Which lines of the records below contain the word "number"? Show each of those lines in full, matching case exactly.

(Dataset records)
________
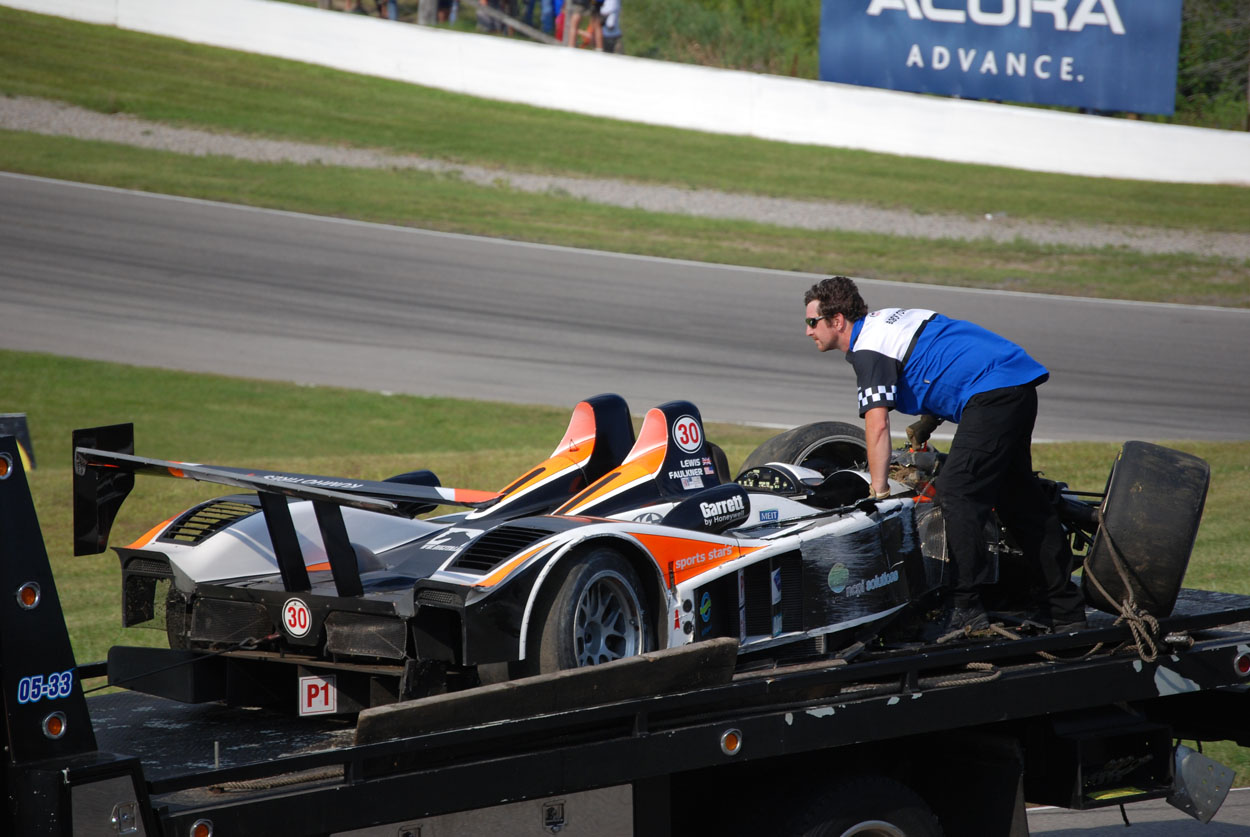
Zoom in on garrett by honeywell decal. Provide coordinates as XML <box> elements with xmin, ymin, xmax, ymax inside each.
<box><xmin>699</xmin><ymin>497</ymin><xmax>746</xmax><ymax>523</ymax></box>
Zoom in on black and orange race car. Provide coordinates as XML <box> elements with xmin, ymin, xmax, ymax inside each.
<box><xmin>74</xmin><ymin>395</ymin><xmax>1200</xmax><ymax>713</ymax></box>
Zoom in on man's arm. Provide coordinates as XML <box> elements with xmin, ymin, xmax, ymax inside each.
<box><xmin>864</xmin><ymin>407</ymin><xmax>890</xmax><ymax>496</ymax></box>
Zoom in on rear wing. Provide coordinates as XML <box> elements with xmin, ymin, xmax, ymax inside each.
<box><xmin>74</xmin><ymin>423</ymin><xmax>499</xmax><ymax>596</ymax></box>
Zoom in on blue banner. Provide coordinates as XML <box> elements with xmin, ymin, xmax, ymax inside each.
<box><xmin>820</xmin><ymin>0</ymin><xmax>1181</xmax><ymax>114</ymax></box>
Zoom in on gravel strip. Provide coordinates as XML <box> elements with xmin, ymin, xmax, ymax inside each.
<box><xmin>0</xmin><ymin>96</ymin><xmax>1250</xmax><ymax>260</ymax></box>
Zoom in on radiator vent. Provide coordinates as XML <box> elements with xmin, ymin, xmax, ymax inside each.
<box><xmin>191</xmin><ymin>598</ymin><xmax>273</xmax><ymax>645</ymax></box>
<box><xmin>448</xmin><ymin>526</ymin><xmax>553</xmax><ymax>573</ymax></box>
<box><xmin>158</xmin><ymin>498</ymin><xmax>260</xmax><ymax>546</ymax></box>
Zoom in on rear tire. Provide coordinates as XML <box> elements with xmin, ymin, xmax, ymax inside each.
<box><xmin>526</xmin><ymin>547</ymin><xmax>654</xmax><ymax>673</ymax></box>
<box><xmin>1083</xmin><ymin>442</ymin><xmax>1211</xmax><ymax>617</ymax></box>
<box><xmin>786</xmin><ymin>776</ymin><xmax>943</xmax><ymax>837</ymax></box>
<box><xmin>739</xmin><ymin>421</ymin><xmax>868</xmax><ymax>476</ymax></box>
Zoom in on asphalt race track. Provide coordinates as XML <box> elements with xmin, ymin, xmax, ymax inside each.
<box><xmin>0</xmin><ymin>174</ymin><xmax>1250</xmax><ymax>440</ymax></box>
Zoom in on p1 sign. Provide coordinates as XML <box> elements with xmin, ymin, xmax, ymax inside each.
<box><xmin>299</xmin><ymin>675</ymin><xmax>339</xmax><ymax>716</ymax></box>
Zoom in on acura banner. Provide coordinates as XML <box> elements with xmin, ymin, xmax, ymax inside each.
<box><xmin>820</xmin><ymin>0</ymin><xmax>1181</xmax><ymax>114</ymax></box>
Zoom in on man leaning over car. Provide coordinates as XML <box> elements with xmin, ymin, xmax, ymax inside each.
<box><xmin>804</xmin><ymin>276</ymin><xmax>1085</xmax><ymax>640</ymax></box>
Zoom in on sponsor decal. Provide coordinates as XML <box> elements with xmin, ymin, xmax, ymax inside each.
<box><xmin>421</xmin><ymin>526</ymin><xmax>483</xmax><ymax>552</ymax></box>
<box><xmin>673</xmin><ymin>546</ymin><xmax>734</xmax><ymax>571</ymax></box>
<box><xmin>673</xmin><ymin>416</ymin><xmax>703</xmax><ymax>453</ymax></box>
<box><xmin>699</xmin><ymin>497</ymin><xmax>746</xmax><ymax>523</ymax></box>
<box><xmin>829</xmin><ymin>561</ymin><xmax>851</xmax><ymax>593</ymax></box>
<box><xmin>261</xmin><ymin>473</ymin><xmax>365</xmax><ymax>488</ymax></box>
<box><xmin>829</xmin><ymin>565</ymin><xmax>900</xmax><ymax>598</ymax></box>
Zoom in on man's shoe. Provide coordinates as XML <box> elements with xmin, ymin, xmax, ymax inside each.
<box><xmin>921</xmin><ymin>605</ymin><xmax>990</xmax><ymax>643</ymax></box>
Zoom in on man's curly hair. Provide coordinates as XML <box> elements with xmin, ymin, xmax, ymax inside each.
<box><xmin>803</xmin><ymin>276</ymin><xmax>868</xmax><ymax>322</ymax></box>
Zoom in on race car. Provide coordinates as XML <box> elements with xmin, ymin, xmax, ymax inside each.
<box><xmin>74</xmin><ymin>395</ymin><xmax>1205</xmax><ymax>713</ymax></box>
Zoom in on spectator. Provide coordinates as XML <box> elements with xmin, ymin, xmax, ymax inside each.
<box><xmin>521</xmin><ymin>0</ymin><xmax>555</xmax><ymax>35</ymax></box>
<box><xmin>600</xmin><ymin>0</ymin><xmax>625</xmax><ymax>55</ymax></box>
<box><xmin>564</xmin><ymin>0</ymin><xmax>603</xmax><ymax>46</ymax></box>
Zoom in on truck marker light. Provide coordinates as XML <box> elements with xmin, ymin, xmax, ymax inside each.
<box><xmin>18</xmin><ymin>581</ymin><xmax>41</xmax><ymax>611</ymax></box>
<box><xmin>44</xmin><ymin>712</ymin><xmax>65</xmax><ymax>741</ymax></box>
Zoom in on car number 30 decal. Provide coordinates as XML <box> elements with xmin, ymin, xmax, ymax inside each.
<box><xmin>673</xmin><ymin>416</ymin><xmax>703</xmax><ymax>453</ymax></box>
<box><xmin>18</xmin><ymin>668</ymin><xmax>74</xmax><ymax>703</ymax></box>
<box><xmin>283</xmin><ymin>598</ymin><xmax>313</xmax><ymax>636</ymax></box>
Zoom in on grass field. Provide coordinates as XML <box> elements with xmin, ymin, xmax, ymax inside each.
<box><xmin>0</xmin><ymin>9</ymin><xmax>1250</xmax><ymax>306</ymax></box>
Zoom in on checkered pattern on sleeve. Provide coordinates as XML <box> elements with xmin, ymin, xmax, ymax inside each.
<box><xmin>859</xmin><ymin>385</ymin><xmax>899</xmax><ymax>416</ymax></box>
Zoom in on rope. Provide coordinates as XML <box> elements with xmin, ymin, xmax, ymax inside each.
<box><xmin>209</xmin><ymin>767</ymin><xmax>343</xmax><ymax>793</ymax></box>
<box><xmin>990</xmin><ymin>622</ymin><xmax>1104</xmax><ymax>662</ymax></box>
<box><xmin>1083</xmin><ymin>512</ymin><xmax>1159</xmax><ymax>662</ymax></box>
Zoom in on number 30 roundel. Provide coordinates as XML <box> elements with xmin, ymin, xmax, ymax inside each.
<box><xmin>673</xmin><ymin>416</ymin><xmax>703</xmax><ymax>453</ymax></box>
<box><xmin>283</xmin><ymin>598</ymin><xmax>313</xmax><ymax>637</ymax></box>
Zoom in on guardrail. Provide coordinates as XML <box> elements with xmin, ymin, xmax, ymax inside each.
<box><xmin>9</xmin><ymin>0</ymin><xmax>1250</xmax><ymax>186</ymax></box>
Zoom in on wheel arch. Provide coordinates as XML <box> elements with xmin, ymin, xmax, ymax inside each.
<box><xmin>518</xmin><ymin>532</ymin><xmax>669</xmax><ymax>660</ymax></box>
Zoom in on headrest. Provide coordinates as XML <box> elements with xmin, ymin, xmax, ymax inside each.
<box><xmin>555</xmin><ymin>401</ymin><xmax>720</xmax><ymax>515</ymax></box>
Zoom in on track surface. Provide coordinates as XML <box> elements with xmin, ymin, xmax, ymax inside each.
<box><xmin>0</xmin><ymin>174</ymin><xmax>1250</xmax><ymax>440</ymax></box>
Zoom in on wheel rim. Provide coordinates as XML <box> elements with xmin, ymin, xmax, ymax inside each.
<box><xmin>573</xmin><ymin>570</ymin><xmax>643</xmax><ymax>668</ymax></box>
<box><xmin>839</xmin><ymin>820</ymin><xmax>908</xmax><ymax>837</ymax></box>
________
* RESPONSE TO THIS TASK
Zoom in on car number 30 decal. Provide coordinates as XML <box> elements with xmin, ymin, xmax, ymax inside each.
Zoom in on number 30 roundel. Provide coordinates as XML <box> elements with xmin, ymin, xmax, ymax inside each.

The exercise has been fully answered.